(Data extracted from a collection)
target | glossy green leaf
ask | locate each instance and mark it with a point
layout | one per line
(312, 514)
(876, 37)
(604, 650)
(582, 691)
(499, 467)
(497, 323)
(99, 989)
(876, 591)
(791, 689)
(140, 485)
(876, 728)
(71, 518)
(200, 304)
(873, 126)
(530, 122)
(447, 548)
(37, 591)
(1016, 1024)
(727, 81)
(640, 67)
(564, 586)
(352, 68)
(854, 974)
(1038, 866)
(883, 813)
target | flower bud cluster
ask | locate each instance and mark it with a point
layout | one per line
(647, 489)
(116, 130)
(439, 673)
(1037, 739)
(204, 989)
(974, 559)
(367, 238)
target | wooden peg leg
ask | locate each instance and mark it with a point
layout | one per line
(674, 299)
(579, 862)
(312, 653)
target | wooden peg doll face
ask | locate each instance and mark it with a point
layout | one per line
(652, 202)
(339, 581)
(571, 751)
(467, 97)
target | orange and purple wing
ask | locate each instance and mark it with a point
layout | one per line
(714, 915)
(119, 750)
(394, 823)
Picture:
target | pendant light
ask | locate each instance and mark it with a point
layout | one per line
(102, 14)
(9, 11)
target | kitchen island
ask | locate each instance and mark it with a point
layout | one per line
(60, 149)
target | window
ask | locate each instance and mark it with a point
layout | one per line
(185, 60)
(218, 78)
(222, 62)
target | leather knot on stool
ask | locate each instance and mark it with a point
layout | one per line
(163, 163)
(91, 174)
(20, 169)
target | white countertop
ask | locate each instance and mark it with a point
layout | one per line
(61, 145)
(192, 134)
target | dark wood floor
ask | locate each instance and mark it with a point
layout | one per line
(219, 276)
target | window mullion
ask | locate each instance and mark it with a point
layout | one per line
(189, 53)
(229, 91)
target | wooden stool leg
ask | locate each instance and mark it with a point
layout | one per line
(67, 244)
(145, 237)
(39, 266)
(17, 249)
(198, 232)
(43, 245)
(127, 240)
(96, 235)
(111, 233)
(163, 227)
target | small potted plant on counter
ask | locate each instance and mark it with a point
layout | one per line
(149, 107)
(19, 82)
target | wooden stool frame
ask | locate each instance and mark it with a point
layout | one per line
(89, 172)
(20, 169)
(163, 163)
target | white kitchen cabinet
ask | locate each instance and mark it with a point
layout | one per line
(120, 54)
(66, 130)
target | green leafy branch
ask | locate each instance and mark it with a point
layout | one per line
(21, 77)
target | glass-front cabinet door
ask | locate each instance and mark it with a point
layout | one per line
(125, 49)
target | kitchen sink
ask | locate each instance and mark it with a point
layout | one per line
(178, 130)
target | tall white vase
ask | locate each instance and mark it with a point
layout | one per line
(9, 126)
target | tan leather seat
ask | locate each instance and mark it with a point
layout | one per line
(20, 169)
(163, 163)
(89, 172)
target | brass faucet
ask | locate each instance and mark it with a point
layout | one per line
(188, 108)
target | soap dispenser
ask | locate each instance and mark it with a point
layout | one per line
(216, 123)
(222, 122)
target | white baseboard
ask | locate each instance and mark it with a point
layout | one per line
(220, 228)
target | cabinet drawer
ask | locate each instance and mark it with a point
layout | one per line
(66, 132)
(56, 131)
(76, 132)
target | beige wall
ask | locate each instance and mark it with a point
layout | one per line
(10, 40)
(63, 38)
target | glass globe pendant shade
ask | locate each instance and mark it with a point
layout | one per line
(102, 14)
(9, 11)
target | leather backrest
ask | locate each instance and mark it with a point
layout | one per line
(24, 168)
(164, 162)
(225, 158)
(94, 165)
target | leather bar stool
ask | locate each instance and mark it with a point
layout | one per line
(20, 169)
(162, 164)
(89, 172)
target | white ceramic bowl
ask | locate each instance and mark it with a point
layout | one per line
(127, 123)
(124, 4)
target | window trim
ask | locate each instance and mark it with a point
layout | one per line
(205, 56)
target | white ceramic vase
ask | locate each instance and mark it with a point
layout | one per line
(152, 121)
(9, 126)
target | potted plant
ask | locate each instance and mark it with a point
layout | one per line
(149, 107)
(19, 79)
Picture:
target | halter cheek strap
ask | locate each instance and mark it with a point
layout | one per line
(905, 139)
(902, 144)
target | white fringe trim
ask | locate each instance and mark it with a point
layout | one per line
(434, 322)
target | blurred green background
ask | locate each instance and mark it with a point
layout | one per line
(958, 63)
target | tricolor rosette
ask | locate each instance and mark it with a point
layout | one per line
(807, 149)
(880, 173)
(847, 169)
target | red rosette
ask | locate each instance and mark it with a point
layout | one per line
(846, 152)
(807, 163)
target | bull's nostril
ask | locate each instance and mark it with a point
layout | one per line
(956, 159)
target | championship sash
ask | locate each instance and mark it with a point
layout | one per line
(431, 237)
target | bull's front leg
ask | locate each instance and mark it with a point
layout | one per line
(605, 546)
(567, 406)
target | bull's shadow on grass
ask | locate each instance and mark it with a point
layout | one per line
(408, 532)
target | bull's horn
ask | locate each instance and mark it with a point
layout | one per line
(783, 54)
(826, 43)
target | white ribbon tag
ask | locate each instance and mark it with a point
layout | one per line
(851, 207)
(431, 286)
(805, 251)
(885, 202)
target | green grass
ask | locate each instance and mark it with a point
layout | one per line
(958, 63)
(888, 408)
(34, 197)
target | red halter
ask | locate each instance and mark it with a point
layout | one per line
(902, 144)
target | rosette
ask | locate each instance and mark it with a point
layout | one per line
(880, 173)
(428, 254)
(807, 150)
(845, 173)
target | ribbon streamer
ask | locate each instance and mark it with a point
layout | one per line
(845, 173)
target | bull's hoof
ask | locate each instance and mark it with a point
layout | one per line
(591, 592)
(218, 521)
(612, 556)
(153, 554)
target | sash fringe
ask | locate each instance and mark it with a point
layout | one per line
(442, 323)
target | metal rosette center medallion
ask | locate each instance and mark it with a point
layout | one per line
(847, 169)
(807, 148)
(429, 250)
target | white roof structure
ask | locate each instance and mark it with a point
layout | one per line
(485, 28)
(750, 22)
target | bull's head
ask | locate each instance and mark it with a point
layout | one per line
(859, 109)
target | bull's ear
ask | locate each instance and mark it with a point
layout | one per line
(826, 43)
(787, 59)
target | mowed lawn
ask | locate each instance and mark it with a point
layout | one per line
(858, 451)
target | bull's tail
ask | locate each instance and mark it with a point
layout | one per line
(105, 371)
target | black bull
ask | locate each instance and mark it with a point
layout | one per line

- WHAT NEEDS TO BE DONE -
Where a line above contains the string "kitchen", tally it, then give the number alone.

- SOLVED EXERCISE -
3